-- HOW TO COMPLETE THIS TASK --
Give again, unchanged, the line that contains "Where can the balcony be" together with every line that follows it until the entries end.

___ PROVIDED ENTRIES ___

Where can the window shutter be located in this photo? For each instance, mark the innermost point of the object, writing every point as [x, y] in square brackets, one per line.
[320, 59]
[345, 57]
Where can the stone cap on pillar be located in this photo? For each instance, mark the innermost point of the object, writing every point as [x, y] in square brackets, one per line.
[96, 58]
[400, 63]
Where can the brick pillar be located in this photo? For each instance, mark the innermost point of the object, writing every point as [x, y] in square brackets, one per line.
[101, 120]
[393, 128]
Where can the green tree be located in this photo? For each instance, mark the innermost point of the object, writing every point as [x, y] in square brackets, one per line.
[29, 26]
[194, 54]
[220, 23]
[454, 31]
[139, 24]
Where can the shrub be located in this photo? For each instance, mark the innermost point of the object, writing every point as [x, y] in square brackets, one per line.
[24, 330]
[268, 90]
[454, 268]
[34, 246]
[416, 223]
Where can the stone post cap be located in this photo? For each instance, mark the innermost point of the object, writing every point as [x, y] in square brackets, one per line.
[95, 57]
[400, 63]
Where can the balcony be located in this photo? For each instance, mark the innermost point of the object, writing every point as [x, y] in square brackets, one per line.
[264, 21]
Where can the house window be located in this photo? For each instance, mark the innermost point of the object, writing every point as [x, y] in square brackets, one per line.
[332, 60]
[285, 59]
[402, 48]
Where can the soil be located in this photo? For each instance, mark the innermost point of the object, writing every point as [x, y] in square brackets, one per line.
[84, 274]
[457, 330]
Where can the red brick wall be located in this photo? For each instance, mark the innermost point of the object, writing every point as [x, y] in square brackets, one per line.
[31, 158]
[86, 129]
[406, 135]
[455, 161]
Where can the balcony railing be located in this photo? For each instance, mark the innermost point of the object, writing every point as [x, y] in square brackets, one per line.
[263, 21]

___

-- ANSWER SPACE --
Where can the balcony be located in this photo? For each instance, mark the innermost point of the object, writing every point as [x, y] in square brackets, one per line.
[264, 21]
Where can the house window be located in this photo? For each instance, mark the innermost point of the object, writing every point as [x, y] in square brackets, one per line.
[332, 60]
[285, 59]
[402, 48]
Where can the soil be located in this photo? For each instance, mark the innermost point of the object, writing every point as [x, y] in square brackets, one per line.
[84, 274]
[457, 330]
Where can the red brick wall be located in this photo? For each instance, mark the innermost point of the object, writing every point as [x, y] in square brackets, one per line.
[31, 158]
[86, 129]
[406, 135]
[455, 161]
Where can the balcony railing be located in this photo? For each instance, mark the innermost point of the object, writing every point as [x, y] in square brackets, one per line.
[263, 21]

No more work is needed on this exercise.